— start of RECORD SET —
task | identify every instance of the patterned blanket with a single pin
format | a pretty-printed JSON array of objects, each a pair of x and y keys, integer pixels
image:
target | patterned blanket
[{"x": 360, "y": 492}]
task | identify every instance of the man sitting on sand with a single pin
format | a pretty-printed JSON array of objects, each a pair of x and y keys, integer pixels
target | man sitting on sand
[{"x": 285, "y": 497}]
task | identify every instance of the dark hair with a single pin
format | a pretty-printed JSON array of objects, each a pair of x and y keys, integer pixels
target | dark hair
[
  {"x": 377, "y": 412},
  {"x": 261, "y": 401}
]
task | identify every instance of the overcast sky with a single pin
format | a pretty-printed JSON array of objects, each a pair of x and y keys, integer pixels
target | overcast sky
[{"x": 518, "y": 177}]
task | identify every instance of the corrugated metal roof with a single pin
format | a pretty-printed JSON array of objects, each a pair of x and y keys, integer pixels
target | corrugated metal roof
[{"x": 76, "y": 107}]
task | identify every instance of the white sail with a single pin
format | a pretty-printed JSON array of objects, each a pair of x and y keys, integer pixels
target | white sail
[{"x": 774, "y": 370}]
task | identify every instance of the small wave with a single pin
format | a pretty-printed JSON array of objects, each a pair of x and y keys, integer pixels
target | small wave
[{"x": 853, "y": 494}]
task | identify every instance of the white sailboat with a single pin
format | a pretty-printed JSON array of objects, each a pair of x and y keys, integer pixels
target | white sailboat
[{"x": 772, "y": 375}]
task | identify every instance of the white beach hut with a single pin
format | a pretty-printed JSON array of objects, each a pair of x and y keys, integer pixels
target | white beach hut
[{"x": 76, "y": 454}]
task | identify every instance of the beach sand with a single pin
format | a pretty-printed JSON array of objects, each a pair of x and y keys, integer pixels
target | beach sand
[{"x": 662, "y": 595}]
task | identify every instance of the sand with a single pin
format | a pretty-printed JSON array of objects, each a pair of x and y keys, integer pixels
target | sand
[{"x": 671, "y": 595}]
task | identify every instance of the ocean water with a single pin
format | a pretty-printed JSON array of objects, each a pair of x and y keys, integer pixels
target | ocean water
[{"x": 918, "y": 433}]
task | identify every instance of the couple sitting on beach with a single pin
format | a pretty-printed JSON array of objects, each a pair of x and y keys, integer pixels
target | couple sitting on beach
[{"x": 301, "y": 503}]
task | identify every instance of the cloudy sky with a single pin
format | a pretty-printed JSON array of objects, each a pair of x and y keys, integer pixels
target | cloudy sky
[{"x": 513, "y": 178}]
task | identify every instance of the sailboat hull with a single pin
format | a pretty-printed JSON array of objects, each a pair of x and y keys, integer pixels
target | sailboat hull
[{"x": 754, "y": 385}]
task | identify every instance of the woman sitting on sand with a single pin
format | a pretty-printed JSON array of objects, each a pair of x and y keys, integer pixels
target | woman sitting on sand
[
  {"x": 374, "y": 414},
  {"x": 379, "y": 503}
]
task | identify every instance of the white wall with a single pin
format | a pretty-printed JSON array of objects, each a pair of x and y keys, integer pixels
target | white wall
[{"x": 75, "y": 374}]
— end of RECORD SET —
— start of RECORD SET —
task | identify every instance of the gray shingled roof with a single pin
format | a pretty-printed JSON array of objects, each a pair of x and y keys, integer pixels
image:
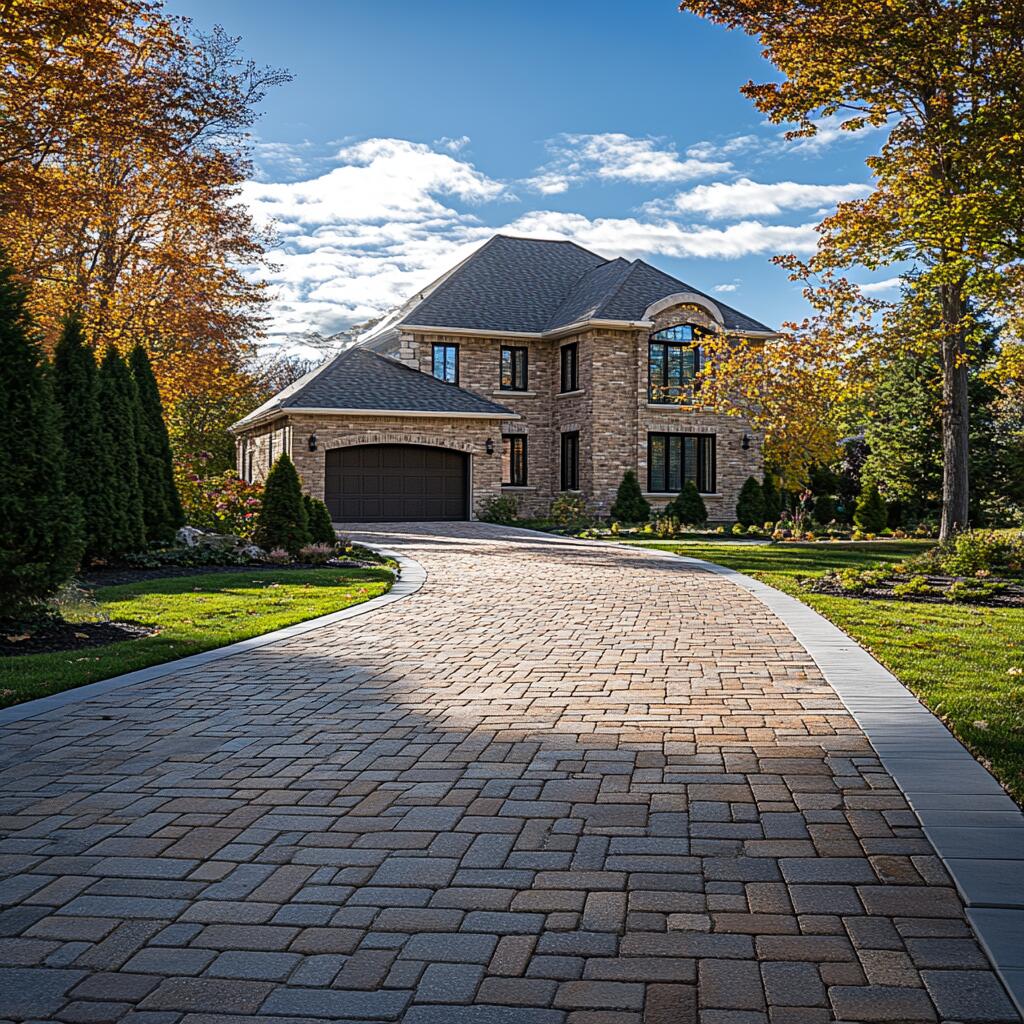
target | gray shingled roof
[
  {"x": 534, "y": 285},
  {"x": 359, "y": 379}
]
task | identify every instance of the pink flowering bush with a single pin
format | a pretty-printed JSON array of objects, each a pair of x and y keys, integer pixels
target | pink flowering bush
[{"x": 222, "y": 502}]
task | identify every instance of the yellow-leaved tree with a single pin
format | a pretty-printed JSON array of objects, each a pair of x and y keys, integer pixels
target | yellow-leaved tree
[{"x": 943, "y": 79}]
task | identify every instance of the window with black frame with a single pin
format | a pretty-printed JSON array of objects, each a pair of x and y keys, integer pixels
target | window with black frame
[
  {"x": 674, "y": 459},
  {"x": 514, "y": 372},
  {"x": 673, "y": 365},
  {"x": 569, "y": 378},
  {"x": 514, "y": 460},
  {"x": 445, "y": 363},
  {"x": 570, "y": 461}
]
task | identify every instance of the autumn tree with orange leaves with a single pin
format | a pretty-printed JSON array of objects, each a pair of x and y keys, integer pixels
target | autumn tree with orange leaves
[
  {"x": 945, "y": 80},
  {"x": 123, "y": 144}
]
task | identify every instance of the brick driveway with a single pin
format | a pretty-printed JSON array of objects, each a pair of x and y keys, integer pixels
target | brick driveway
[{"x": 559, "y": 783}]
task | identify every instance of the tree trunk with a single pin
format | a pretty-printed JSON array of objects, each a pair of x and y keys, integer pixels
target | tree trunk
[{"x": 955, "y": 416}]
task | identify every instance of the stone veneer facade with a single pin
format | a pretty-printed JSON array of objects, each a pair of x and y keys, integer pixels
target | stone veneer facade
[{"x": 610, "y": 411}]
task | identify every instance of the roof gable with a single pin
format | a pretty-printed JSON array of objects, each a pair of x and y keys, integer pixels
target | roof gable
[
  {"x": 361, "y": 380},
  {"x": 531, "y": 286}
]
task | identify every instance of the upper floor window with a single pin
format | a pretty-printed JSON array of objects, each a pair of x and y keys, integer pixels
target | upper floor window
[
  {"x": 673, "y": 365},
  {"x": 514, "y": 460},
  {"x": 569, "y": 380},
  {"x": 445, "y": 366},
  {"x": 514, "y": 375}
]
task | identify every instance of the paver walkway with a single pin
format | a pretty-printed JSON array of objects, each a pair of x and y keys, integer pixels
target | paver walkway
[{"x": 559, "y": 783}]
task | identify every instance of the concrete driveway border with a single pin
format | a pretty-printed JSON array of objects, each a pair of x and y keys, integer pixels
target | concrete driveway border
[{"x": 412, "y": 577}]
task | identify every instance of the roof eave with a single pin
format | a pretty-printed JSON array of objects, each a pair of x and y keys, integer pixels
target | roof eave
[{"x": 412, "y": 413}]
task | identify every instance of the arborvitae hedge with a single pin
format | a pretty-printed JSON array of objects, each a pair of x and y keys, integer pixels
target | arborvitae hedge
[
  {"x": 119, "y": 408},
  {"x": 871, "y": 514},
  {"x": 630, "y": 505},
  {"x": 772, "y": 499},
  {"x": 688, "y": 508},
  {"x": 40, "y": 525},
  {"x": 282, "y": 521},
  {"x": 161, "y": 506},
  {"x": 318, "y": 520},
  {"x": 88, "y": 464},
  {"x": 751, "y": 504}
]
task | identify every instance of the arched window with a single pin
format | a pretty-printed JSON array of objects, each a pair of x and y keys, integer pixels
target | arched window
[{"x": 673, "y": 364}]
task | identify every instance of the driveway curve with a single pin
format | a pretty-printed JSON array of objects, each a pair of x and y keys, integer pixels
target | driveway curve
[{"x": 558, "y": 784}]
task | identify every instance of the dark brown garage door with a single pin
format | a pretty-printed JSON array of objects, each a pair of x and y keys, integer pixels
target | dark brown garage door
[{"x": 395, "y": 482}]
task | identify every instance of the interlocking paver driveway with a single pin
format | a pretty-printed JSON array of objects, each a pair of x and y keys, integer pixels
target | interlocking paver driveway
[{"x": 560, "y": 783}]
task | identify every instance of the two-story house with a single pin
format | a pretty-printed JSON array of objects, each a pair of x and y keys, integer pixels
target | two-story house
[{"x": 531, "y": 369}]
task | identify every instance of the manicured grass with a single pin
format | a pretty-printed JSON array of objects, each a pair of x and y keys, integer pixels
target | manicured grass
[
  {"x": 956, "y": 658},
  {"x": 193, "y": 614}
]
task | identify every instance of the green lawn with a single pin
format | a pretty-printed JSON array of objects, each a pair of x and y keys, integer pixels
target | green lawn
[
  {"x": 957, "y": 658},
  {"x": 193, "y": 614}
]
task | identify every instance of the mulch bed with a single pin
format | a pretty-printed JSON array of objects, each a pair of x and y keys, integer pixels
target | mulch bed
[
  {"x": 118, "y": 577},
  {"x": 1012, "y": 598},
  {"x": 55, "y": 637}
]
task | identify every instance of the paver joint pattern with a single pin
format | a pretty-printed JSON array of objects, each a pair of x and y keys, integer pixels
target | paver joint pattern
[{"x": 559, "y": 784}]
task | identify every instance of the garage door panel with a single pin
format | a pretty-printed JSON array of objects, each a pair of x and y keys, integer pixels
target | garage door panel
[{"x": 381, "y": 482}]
— end of RECORD SET —
STATED PROBLEM: Count the lines in the entries above that contain the word "trunk". Give only the number.

WORKED ANSWER: 2